Bisphenol A, found in baby bottles and microwave cookware, permanently altered genes in newborn lab rats, a study finds.
By Marla ConeLA Times Staff Writer
Linking prostate cancer to a widespread industrial compound, scientists have found that exposure to a chemical that leaks from plastic causes genetic changes in animals’ developing prostate glands that are precursors of the most common form of cancer in males.
The chemical, bisphenol A, or BPA, is used in the manufacture of hard, polycarbonate plastic for baby bottles, microwave cookware and other consumer goods, and it has been detected in nearly every human body tested.
Scientists and health experts have theorized for more than a decade that chemicals in the environment and in consumer products mimic estrogens and may be contributing to male and female reproductive diseases, particularly prostate cancer.
The new study of laboratory rats suggests that prostate cancer, which usually strikes men over 50, may develop when BPA and other estrogen-like, man-made chemicals pass through a pregnant woman’s womb and alter the genes of a growing prostate in the fetus. One in every six men develops prostate cancer, a rate that has increased over the last 30 years.
Researchers at the University of Illinois at Chicago and the University of Cincinnati exposed newborn rats to low doses of BPA and found the structure of genes in their prostate cells was permanently altered, a process of reprogramming in early life that promotes cancer in adulthood.
“The present findings provide the first evidence of a direct link between developmental low-dose bisphenol A … and carcinogenesis of the prostate gland,” ...
Exposure to the chemical “may provide a fetal basis for this adult disease” in humans, the report said.
Prins, Ho and other researchers cautioned that the study was conducted on rats, which sometimes reacted differently to chemicals than humans did. Replicating the work in humans is virtually impossible because 50 or more years usually pass from exposure in the womb to the onset of prostate cancer.

== Dataset entries ==
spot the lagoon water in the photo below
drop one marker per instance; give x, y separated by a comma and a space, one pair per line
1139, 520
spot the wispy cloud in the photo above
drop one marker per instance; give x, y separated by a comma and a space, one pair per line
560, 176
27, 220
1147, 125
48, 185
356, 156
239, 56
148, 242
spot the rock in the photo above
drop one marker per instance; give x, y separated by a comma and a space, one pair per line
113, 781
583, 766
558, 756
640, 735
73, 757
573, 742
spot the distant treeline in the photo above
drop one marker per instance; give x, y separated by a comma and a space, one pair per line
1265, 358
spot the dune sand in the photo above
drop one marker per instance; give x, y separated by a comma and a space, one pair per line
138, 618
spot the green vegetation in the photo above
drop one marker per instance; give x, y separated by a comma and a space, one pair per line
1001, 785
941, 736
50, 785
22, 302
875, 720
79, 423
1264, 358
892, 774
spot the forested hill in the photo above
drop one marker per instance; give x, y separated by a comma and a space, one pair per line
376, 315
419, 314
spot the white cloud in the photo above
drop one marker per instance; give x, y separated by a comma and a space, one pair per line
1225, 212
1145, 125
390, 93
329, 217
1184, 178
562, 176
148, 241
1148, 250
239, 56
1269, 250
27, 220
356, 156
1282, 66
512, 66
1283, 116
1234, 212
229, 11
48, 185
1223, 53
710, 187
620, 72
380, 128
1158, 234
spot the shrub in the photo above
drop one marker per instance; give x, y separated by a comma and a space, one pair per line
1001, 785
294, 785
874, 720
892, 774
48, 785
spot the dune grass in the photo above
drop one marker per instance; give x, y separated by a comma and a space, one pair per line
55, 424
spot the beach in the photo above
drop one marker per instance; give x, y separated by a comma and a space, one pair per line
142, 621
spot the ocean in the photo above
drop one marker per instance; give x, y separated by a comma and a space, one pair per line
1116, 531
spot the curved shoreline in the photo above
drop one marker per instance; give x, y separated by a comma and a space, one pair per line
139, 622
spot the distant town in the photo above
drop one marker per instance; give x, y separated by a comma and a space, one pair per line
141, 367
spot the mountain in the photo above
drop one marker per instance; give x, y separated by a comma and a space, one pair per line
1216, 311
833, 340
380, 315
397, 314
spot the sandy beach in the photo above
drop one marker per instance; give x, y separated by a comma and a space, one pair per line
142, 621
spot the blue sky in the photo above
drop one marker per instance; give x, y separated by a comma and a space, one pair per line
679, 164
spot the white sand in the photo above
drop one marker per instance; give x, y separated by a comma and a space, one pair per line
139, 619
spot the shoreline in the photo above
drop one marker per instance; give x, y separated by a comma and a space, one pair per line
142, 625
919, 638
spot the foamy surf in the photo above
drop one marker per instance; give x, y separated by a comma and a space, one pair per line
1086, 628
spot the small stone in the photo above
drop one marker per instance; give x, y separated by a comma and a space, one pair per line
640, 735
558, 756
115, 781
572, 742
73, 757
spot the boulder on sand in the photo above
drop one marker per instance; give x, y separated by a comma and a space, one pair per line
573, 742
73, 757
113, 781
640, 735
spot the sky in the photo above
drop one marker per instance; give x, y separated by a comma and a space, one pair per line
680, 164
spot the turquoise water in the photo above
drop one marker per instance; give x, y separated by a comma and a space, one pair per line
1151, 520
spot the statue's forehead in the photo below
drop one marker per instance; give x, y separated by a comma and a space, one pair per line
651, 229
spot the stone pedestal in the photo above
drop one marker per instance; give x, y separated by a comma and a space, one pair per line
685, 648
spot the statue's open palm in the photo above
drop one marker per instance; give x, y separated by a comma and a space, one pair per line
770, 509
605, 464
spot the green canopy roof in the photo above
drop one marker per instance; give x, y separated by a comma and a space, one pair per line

== Work instructions ==
A – According to the article on bisphenol A, researchers at which universities exposed newborn rats to low doses of BPA?
B – From the article on bisphenol A, extract the passage from "Bisphenol A, found" up to and including "cancer in males.", word for word.

== Task-by-task outputs ==
A – The University of Illinois at Chicago and the University of Cincinnati.

B –
Bisphenol A, found in baby bottles and microwave cookware, permanently altered genes in newborn lab rats, a study finds.
By Marla ConeLA Times Staff Writer
Linking prostate cancer to a widespread industrial compound, scientists have found that exposure to a chemical that leaks from plastic causes genetic changes in animals’ developing prostate glands that are precursors of the most common form of cancer in males.